Your task: Generate edge-case inputs that stress the ported feature and expose language-specific divergences.

Input:
- Source path: <SOURCE_PATH>
- Target path: . (current working directory)
- Source language: <SOURCE_LANG>
- Target language: <TARGET_LANG>
- Iteration: <N>/3

Generation strategy:
1. **Language-Specific Divergence Points:**
   - Float precision (NaN, Infinity, denormal numbers, rounding)
   - String encoding (Unicode, surrogate pairs, null bytes, normalization)
   - Null/None semantics (null coalescing, optional chaining, pattern matching)
   - Integer overflow/underflow behavior
   - Error handling semantics (checked exceptions vs unchecked, panic vs throw)
   - Type coercion and implicit conversions

2. **Cross-Chunk Interactions:**
   - Data flowing through multiple ported functions
   - Accumulated state across function calls
   - Async behavior and race conditions (if applicable)
   - Shared resources or side effects
   - Circular dependencies or mutual recursion

3. **Boundary Conditions:**
   - Empty inputs, empty collections, zero values
   - Maximum/minimum valid inputs for data types
   - Off-by-one conditions in loops and ranges
   - Platform-specific limits (max recursion depth, max file size, etc.)

EXERCISES:
1. List the cross-chunk interactions named in the edge-case generation instructions.
2. In the edge-case generation instructions, condense the section beginning "Boundary Conditions" into one sentence that keeps its main points.
3. From the edge-case generation instructions, reproduce everything from "2. **Cross-Chunk Interactions:**" down to "conditions (if applicable)".

RECORDED INFORMATION:

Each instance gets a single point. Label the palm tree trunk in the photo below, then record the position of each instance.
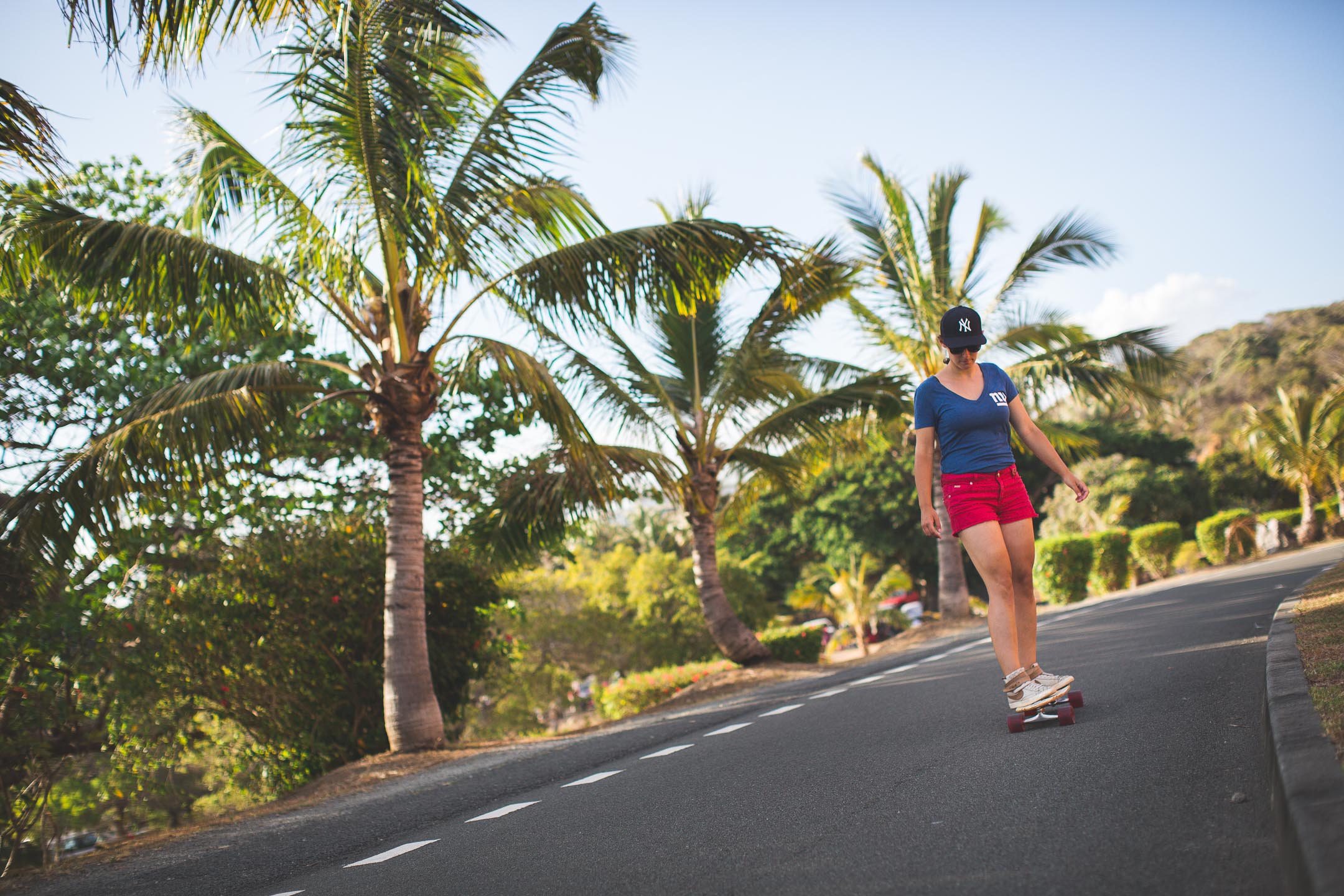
(1307, 531)
(737, 641)
(410, 709)
(953, 598)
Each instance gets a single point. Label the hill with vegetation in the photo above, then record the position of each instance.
(1245, 363)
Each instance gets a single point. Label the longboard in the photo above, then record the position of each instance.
(1060, 709)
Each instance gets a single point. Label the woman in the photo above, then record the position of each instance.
(968, 408)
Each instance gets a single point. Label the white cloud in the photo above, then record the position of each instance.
(1186, 304)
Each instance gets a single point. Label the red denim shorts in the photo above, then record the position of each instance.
(979, 497)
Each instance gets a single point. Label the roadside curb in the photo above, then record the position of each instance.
(1307, 785)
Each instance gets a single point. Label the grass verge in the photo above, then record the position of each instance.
(1320, 638)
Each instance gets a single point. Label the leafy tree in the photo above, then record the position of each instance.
(913, 281)
(710, 399)
(854, 594)
(399, 155)
(1236, 480)
(1296, 444)
(1127, 492)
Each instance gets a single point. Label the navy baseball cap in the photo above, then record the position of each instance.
(961, 328)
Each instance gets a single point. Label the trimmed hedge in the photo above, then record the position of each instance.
(1111, 561)
(1211, 535)
(1062, 567)
(793, 644)
(643, 689)
(1188, 558)
(1154, 547)
(1290, 518)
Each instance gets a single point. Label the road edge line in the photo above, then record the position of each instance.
(1307, 783)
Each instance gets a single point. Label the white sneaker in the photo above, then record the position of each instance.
(1047, 679)
(1027, 694)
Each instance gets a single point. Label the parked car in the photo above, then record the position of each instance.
(78, 844)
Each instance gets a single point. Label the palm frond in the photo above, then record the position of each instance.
(943, 199)
(880, 394)
(223, 180)
(1069, 240)
(26, 134)
(183, 437)
(141, 269)
(536, 504)
(533, 385)
(497, 195)
(682, 263)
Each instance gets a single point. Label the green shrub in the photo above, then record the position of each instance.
(1062, 567)
(643, 689)
(1188, 558)
(1290, 518)
(1111, 561)
(1154, 547)
(1211, 535)
(793, 644)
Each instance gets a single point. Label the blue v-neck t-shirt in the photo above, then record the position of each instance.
(973, 434)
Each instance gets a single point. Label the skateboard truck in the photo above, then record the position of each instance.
(1060, 709)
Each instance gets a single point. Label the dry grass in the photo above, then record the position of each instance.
(1320, 638)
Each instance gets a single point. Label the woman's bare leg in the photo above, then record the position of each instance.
(1020, 540)
(986, 546)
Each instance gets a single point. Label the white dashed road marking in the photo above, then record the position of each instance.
(668, 751)
(390, 853)
(592, 778)
(727, 730)
(505, 810)
(782, 709)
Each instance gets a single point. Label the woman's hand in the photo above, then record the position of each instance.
(930, 523)
(1077, 485)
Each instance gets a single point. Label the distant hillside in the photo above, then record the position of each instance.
(1248, 362)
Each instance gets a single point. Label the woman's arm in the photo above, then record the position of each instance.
(929, 520)
(1039, 445)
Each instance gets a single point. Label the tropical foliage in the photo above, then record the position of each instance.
(711, 398)
(425, 171)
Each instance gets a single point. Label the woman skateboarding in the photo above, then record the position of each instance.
(968, 408)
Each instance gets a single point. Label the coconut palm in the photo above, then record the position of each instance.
(1299, 442)
(908, 253)
(26, 134)
(712, 399)
(854, 595)
(409, 192)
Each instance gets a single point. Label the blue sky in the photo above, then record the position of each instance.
(1206, 138)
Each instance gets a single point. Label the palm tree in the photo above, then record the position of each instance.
(908, 254)
(26, 134)
(711, 401)
(410, 192)
(1297, 442)
(854, 595)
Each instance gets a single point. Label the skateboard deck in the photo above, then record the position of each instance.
(1060, 709)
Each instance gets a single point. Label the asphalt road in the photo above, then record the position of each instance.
(900, 777)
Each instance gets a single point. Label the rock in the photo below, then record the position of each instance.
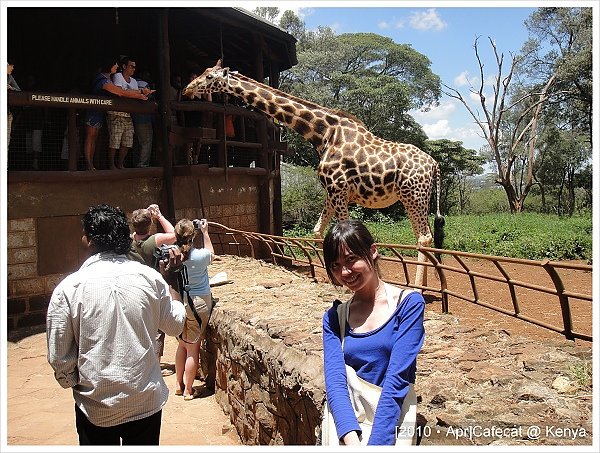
(532, 391)
(563, 384)
(492, 373)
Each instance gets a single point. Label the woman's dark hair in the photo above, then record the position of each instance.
(107, 228)
(353, 235)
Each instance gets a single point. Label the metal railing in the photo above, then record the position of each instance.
(508, 284)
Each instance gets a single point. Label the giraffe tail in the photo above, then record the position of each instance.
(438, 223)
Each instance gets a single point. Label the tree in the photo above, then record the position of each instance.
(456, 164)
(560, 44)
(267, 13)
(511, 141)
(368, 75)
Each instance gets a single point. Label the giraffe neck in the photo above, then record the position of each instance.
(310, 120)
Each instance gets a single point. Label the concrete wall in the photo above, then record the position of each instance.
(43, 242)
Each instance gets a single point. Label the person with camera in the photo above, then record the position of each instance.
(144, 243)
(197, 300)
(101, 324)
(143, 248)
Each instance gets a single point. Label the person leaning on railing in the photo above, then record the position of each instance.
(94, 119)
(11, 85)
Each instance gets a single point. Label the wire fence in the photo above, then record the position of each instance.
(510, 286)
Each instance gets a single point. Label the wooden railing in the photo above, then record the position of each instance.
(505, 278)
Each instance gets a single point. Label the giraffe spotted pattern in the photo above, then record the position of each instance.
(355, 165)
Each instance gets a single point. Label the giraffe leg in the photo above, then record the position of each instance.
(420, 224)
(324, 218)
(337, 205)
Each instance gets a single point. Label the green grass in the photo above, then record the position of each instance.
(526, 235)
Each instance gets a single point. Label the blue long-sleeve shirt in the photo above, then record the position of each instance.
(386, 356)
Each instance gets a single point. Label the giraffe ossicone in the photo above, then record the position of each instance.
(355, 165)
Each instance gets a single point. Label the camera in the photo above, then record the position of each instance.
(162, 254)
(198, 223)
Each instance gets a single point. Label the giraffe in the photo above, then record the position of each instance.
(355, 165)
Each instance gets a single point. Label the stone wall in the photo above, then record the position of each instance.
(476, 385)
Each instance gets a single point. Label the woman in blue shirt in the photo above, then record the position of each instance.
(383, 335)
(196, 265)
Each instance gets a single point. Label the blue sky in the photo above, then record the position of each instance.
(444, 34)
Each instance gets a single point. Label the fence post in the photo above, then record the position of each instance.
(564, 300)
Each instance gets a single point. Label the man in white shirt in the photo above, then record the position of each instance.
(120, 125)
(101, 326)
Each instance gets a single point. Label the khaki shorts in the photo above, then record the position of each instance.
(120, 131)
(192, 331)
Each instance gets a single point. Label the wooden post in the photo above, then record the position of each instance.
(72, 139)
(164, 65)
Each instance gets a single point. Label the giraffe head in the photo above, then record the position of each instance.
(211, 80)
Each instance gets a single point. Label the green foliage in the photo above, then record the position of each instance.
(368, 75)
(302, 197)
(581, 374)
(524, 235)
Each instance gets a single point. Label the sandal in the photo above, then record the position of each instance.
(196, 392)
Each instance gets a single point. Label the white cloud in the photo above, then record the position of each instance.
(427, 20)
(439, 129)
(442, 111)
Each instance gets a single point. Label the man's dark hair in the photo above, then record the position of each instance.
(107, 63)
(107, 228)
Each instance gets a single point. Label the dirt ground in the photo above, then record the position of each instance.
(202, 422)
(538, 305)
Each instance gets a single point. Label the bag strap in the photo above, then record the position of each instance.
(185, 287)
(342, 310)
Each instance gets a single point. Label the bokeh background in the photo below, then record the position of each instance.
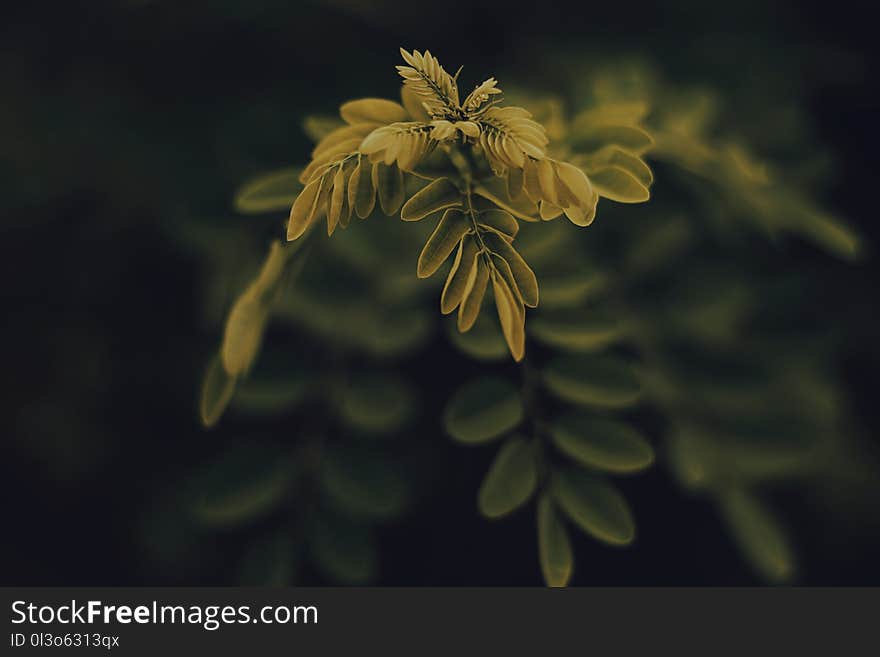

FULL SOLUTIONS:
1.
- Data flowing through multiple ported functions
- Accumulated state across function calls
- Async behavior and race conditions (if applicable)
- Shared resources or side effects
- Circular dependencies or mutual recursion

2. Test empty inputs, empty collections and zero values, the maximum and minimum valid inputs for data types, off-by-one conditions in loops and ranges, and platform-specific limits such as maximum recursion depth and maximum file size.

3.
2. **Cross-Chunk Interactions:**
   - Data flowing through multiple ported functions
   - Accumulated state across function calls
   - Async behavior and race conditions (if applicable)